## ACTIVITY
Your output should be the complete listing, repeated exactly.
++++++
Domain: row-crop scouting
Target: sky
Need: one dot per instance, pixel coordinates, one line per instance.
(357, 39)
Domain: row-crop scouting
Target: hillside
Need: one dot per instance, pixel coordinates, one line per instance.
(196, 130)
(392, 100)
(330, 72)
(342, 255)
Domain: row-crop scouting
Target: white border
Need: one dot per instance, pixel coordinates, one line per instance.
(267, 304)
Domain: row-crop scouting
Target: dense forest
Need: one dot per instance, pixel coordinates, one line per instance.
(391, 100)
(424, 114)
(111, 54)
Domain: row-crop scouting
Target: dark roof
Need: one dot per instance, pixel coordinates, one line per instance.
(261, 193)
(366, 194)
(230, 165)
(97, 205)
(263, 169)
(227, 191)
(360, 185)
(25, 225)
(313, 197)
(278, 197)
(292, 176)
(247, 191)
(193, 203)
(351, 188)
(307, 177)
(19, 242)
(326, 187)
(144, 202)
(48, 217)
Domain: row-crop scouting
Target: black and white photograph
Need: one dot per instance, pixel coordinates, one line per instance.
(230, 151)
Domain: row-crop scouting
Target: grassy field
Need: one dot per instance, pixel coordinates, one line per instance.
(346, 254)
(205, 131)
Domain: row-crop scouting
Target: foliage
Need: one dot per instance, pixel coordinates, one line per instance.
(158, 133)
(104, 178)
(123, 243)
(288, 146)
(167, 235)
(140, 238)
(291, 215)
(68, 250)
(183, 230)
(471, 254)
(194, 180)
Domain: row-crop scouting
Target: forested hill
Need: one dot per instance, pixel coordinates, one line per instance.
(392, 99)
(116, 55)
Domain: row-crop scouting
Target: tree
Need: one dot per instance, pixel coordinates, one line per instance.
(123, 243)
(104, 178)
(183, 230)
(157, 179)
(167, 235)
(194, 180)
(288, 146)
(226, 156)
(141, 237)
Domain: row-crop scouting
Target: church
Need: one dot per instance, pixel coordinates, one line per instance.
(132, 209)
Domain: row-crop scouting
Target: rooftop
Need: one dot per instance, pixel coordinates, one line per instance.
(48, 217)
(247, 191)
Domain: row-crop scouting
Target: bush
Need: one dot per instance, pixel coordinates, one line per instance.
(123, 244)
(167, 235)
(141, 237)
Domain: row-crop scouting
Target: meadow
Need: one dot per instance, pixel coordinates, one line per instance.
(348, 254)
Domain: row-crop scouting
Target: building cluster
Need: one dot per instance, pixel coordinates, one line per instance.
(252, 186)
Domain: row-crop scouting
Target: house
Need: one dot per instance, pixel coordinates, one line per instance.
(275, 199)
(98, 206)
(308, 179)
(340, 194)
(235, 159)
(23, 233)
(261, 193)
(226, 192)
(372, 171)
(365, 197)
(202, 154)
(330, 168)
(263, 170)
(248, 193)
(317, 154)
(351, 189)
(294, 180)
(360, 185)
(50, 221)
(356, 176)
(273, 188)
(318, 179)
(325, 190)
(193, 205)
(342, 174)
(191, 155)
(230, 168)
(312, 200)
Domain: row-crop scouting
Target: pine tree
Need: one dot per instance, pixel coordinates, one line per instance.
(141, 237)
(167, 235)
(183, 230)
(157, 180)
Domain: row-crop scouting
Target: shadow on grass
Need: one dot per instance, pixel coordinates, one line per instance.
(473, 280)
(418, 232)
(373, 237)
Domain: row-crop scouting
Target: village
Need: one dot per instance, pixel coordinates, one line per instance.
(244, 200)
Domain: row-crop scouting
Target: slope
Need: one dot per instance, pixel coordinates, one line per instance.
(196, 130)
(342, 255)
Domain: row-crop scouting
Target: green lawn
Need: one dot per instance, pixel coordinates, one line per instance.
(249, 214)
++++++
## EXERCISE ANSWER
Domain: row-crop scouting
Target: sky
Need: one dot per instance, pixel coordinates, one line per instance.
(357, 39)
Domain: row-crop scouting
Target: hillside
Need: one dot per instance, pixel coordinates, one line per instance.
(196, 130)
(392, 100)
(330, 72)
(342, 255)
Domain: row-crop scouting
Target: white border
Need: one dot per instance, pixel coordinates, one line per instance.
(267, 304)
Domain: row-crop scouting
Target: dense forest
Need: one dot per instance, pixel coordinates, one line per instance.
(391, 100)
(424, 114)
(111, 54)
Domain: row-crop scouting
Target: dark roof
Need: one dot per instance, pixel coordinates, one line per instance.
(261, 193)
(366, 194)
(230, 165)
(97, 205)
(263, 169)
(227, 191)
(360, 185)
(25, 225)
(313, 197)
(278, 197)
(292, 176)
(247, 191)
(193, 203)
(351, 188)
(307, 177)
(19, 242)
(326, 187)
(144, 202)
(48, 217)
Domain: row-crop scouting
Target: black and white photograph
Need: one dot per instance, pixel coordinates, one line per instance.
(230, 151)
Domain: row-crop scouting
Target: grassy field
Need: one dot per instance, pixel coordinates, one line per instance.
(346, 254)
(205, 131)
Domain: row-crop scouting
Target: foliage
Need: one dot per instance, pixel coordinates, one line per instance.
(158, 133)
(104, 178)
(123, 243)
(288, 146)
(167, 235)
(140, 238)
(291, 215)
(68, 250)
(183, 230)
(471, 254)
(194, 180)
Domain: row-crop scouting
Target: forested hill
Need: one dot per instance, pixel coordinates, one line per instance.
(392, 99)
(116, 55)
Domain: row-crop scouting
Target: tree
Need: one dot per instance, pixel coordinates, one line per instance.
(123, 243)
(104, 178)
(183, 230)
(157, 179)
(167, 235)
(194, 180)
(288, 146)
(226, 156)
(141, 237)
Domain: row-crop scouting
Target: church
Need: one dot per instance, pixel coordinates, one line per instance.
(132, 209)
Domain: row-crop scouting
Target: rooftop
Need: one dot per instance, pixel coordinates, one line per instance.
(48, 217)
(247, 191)
Domain: row-crop scouting
Target: bush
Need: one dot per instance, pixel coordinates, one line per instance.
(123, 244)
(167, 235)
(141, 237)
Domain: row-crop scouting
Target: meadow
Need: one dot per instance, pixel coordinates, one line per instance.
(348, 254)
Domain: row-crop scouting
Target: building cluster
Need: one dot per instance, pixel coordinates, one line per instance.
(252, 186)
Domain: row-crop scouting
Target: house
Need: one dot per instance, pixel coordinates, one line per instance.
(275, 199)
(98, 206)
(308, 179)
(340, 194)
(235, 159)
(23, 233)
(261, 193)
(226, 192)
(372, 171)
(365, 197)
(202, 154)
(330, 168)
(263, 170)
(248, 193)
(317, 154)
(351, 189)
(294, 180)
(360, 185)
(50, 221)
(356, 176)
(273, 188)
(318, 179)
(325, 190)
(193, 205)
(342, 174)
(191, 155)
(230, 168)
(312, 200)
Domain: row-crop scouting
Target: pine tree
Need: one dot per instance, pixel coordinates, one line per instance.
(141, 237)
(167, 235)
(183, 230)
(157, 180)
Domain: row-crop scouting
Target: shadow on grass
Need: one dot per instance, pixel coordinates, one line per instance.
(473, 280)
(418, 232)
(373, 237)
Domain: row-crop scouting
Target: village
Need: one dot per instance, pixel coordinates, one line per instance.
(244, 200)
Domain: row-crop scouting
Target: slope
Need: one dot per instance, pixel coordinates, one line per instance.
(196, 130)
(342, 255)
Domain: row-crop scouting
Target: green lawn
Need: one dot per instance, pixel coordinates, one line per instance.
(249, 214)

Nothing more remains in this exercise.